Instructions to follow: Wherever the word "Query" appears in a line of the data, that line should be copied.

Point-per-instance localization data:
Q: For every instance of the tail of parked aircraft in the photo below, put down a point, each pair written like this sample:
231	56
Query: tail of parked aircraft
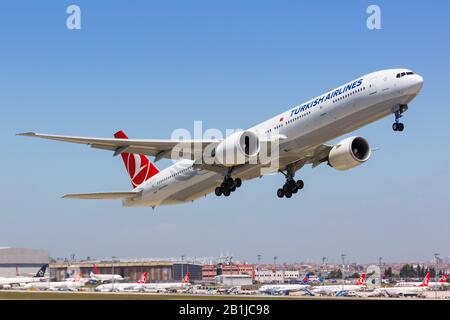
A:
138	166
186	278
362	280
143	278
76	277
41	271
305	279
95	269
425	280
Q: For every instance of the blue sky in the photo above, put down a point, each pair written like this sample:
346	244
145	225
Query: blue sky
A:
149	67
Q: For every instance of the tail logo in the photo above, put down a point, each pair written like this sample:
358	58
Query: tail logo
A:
139	168
186	278
425	281
143	278
362	280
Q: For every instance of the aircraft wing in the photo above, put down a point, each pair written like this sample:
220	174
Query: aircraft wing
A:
157	148
103	195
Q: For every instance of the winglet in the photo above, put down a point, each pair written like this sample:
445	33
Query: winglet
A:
27	134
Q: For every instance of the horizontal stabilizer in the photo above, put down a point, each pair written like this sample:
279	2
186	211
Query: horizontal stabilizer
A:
103	195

Task result:
Query: tail of parked aircraft
Query: blue sky
Query: tail logo
Query: aircraft wing
Query: winglet
Query: horizontal stabilizer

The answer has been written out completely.